**RECORD EXCERPTS**
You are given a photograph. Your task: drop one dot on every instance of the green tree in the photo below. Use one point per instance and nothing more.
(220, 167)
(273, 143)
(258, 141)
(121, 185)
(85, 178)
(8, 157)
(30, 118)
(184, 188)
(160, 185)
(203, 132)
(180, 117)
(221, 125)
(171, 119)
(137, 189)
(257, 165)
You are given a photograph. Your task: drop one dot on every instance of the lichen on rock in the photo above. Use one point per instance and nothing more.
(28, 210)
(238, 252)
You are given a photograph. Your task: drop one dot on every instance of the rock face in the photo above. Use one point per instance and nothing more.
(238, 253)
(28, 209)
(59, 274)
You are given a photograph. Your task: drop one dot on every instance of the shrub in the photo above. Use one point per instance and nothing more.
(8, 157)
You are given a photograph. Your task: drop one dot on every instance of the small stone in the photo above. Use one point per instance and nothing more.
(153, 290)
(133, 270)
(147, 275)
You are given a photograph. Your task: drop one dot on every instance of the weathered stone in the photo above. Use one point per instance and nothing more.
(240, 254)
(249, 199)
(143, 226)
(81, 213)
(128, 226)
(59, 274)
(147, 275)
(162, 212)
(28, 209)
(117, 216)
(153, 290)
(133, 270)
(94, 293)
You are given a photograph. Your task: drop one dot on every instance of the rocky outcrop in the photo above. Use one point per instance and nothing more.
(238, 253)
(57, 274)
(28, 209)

**THE TASK**
Set down everything in the records above, word for word, from the line containing "the rock face" down to the final line of the records.

**RESPONSE TO THIS TASK**
You are given a photograph. Your task: drop one dot on every instance of the rock face in the photo above. Use one point per instance and nothing more.
(238, 253)
(28, 209)
(59, 274)
You are given a photograph. Your task: drop one dot on every instance of the shrub in the photo above. Use one point per instance and nothing more.
(8, 157)
You are given a photograph. Your task: drop one dot on every instance of the small stone in the photo above. Use one point per instance and nothing more.
(153, 290)
(133, 270)
(147, 275)
You are given a photograph. Your task: drop one dot on every instance of the weathered stone in the photo above. Use one point per instance and nothing more.
(240, 254)
(249, 199)
(143, 226)
(81, 213)
(128, 226)
(59, 274)
(147, 275)
(162, 212)
(28, 209)
(117, 216)
(153, 290)
(133, 270)
(94, 293)
You are given a photograph. Your task: drop one dot on every instance of the rocky outcrop in the photo above. Use one point per instance and nothing more.
(238, 253)
(57, 274)
(28, 209)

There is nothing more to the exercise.